Point localization data
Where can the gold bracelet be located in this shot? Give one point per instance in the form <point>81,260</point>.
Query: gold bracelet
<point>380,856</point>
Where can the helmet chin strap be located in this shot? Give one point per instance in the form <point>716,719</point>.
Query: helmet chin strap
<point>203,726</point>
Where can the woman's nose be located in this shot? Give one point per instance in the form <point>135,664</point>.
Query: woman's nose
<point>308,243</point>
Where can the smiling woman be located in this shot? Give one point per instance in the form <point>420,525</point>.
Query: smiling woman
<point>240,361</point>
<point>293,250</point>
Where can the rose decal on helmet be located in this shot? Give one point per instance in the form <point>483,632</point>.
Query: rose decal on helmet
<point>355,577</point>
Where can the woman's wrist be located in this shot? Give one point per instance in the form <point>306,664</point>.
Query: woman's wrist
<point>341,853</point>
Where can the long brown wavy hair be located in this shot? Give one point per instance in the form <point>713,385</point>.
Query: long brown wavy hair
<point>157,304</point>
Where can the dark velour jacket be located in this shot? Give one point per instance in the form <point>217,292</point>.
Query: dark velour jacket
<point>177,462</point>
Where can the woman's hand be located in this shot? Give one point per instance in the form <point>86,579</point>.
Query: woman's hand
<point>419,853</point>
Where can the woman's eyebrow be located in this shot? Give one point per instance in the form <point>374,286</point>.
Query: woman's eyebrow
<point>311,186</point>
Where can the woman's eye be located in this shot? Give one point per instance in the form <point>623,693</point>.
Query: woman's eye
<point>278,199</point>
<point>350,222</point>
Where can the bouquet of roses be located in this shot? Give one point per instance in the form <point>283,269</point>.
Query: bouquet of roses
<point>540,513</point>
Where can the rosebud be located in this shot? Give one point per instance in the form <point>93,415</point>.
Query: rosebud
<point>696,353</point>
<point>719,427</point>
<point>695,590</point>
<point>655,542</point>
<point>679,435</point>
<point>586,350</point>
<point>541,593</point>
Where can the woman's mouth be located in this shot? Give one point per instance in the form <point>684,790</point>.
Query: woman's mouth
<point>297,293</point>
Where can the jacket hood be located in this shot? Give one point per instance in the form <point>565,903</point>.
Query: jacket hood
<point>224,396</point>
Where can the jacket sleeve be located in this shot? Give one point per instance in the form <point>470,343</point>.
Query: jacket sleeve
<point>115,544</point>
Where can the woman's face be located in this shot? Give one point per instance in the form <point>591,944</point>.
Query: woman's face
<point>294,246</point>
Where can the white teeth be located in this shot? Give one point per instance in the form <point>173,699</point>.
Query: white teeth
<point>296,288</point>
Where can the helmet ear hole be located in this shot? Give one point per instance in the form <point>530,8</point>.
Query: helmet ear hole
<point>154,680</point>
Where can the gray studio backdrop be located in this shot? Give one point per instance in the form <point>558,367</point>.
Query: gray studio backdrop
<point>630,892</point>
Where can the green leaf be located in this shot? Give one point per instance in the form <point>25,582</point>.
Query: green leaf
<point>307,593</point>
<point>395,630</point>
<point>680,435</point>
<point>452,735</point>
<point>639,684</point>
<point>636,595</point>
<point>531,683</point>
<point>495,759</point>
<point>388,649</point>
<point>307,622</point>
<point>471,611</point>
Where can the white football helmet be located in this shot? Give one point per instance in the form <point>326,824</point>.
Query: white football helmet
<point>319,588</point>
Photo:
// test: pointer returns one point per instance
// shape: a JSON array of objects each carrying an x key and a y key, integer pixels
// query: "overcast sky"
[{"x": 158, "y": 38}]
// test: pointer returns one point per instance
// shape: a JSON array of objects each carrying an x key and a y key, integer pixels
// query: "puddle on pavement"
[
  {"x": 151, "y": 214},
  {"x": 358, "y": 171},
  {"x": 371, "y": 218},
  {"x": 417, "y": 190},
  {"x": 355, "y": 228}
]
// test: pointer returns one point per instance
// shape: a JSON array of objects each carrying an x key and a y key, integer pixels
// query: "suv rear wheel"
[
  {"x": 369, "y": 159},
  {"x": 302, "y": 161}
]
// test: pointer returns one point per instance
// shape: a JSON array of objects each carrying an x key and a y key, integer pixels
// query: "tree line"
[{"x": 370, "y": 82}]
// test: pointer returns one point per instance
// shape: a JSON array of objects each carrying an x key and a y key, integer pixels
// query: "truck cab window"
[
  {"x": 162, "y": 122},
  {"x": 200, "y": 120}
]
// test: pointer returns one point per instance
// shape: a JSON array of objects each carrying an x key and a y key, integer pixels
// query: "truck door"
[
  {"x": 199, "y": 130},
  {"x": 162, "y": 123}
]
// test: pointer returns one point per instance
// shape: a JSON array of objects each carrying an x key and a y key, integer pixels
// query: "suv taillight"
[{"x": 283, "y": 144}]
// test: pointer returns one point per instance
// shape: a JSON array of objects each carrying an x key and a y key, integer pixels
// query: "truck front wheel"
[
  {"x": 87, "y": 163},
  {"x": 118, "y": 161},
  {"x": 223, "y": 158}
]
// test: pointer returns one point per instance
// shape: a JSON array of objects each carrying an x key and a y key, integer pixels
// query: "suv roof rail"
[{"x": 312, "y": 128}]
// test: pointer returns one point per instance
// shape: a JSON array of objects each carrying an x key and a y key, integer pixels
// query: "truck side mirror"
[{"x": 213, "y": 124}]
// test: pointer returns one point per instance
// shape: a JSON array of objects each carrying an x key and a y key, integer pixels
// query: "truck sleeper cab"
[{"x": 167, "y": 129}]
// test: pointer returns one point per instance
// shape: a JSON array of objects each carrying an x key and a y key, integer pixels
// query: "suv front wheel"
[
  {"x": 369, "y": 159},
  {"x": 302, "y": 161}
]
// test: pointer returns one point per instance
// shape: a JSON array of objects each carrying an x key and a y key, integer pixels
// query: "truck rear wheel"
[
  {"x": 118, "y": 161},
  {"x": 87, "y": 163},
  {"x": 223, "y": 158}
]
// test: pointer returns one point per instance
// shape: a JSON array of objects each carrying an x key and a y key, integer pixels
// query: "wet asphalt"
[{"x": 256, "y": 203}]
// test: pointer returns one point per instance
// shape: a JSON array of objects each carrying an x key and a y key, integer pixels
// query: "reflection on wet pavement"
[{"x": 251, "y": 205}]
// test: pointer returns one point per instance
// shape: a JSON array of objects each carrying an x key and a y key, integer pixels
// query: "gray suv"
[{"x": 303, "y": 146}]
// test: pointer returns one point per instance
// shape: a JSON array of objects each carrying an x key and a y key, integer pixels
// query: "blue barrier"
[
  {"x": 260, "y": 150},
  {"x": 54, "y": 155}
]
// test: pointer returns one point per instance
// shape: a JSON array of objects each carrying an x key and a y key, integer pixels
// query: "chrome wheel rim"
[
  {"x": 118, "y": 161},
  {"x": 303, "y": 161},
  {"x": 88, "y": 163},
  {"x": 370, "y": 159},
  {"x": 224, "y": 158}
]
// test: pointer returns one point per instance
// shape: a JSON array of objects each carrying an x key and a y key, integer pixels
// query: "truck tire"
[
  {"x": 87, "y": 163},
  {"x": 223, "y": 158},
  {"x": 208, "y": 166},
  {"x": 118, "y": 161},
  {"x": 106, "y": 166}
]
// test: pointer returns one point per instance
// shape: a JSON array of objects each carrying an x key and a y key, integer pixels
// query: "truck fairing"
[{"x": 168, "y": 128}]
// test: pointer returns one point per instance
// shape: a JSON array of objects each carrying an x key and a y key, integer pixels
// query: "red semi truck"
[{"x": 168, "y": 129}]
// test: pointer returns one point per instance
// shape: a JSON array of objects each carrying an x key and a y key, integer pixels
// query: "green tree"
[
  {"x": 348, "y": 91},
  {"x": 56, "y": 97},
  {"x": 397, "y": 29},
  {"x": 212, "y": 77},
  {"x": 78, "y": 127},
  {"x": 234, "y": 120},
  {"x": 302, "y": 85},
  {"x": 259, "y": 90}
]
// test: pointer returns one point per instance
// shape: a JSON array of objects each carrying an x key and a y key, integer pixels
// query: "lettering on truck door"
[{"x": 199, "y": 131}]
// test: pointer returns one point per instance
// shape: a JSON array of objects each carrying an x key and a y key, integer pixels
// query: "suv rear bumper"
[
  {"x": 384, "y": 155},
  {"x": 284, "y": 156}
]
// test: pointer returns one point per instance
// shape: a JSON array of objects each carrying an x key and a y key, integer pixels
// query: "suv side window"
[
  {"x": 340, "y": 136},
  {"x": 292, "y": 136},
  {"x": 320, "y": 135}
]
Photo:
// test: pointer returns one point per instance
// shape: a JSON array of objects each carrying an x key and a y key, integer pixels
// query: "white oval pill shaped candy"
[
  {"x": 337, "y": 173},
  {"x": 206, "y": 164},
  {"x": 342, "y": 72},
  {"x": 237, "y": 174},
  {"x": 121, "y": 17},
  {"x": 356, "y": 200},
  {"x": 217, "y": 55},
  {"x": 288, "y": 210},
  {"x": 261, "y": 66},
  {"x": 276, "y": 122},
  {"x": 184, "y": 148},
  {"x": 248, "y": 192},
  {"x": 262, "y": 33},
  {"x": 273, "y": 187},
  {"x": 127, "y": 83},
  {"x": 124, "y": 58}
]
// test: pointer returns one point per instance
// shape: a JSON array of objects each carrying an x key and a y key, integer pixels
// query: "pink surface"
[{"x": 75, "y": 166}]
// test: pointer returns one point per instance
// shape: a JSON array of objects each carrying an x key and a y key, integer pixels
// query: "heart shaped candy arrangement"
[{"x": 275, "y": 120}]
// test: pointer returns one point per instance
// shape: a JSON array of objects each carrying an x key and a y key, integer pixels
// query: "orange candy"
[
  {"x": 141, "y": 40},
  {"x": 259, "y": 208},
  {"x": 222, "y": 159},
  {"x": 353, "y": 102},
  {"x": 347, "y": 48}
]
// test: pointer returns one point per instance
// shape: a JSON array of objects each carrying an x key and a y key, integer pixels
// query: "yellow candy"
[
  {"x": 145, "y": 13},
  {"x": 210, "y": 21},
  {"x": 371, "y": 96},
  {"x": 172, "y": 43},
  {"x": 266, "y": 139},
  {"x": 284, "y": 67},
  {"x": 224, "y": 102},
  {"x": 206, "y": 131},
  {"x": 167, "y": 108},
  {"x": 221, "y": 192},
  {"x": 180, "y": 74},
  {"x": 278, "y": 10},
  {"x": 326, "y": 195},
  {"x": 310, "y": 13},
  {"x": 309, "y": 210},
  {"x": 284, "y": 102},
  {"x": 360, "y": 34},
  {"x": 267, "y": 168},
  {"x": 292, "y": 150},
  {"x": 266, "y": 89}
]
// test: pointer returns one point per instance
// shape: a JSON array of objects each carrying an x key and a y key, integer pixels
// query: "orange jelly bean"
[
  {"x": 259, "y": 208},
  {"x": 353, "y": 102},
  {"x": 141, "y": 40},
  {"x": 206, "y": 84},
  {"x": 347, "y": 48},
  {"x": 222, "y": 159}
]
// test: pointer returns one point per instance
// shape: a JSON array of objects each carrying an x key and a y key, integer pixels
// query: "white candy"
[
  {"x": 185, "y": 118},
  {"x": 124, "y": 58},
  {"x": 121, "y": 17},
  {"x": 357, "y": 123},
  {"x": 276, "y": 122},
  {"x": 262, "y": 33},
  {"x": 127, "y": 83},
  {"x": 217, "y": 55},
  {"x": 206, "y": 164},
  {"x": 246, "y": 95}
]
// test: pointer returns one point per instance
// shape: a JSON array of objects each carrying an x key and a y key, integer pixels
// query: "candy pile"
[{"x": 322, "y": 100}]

• _Exercise directions_: Among the entries above, the line containing "Query: rosebud", the line containing "Where can the jacket hood", and all lines between them are to be restated word for word; nothing else belongs in the reply.

• _Written answer_:
Query: rosebud
<point>696,353</point>
<point>719,427</point>
<point>695,590</point>
<point>655,542</point>
<point>679,435</point>
<point>586,350</point>
<point>541,593</point>
Where can the woman's mouth be located in this shot? Give one point per instance in the form <point>684,790</point>.
Query: woman's mouth
<point>297,293</point>
Where can the jacket hood be located in this shot? Give one point per instance in the form <point>565,903</point>.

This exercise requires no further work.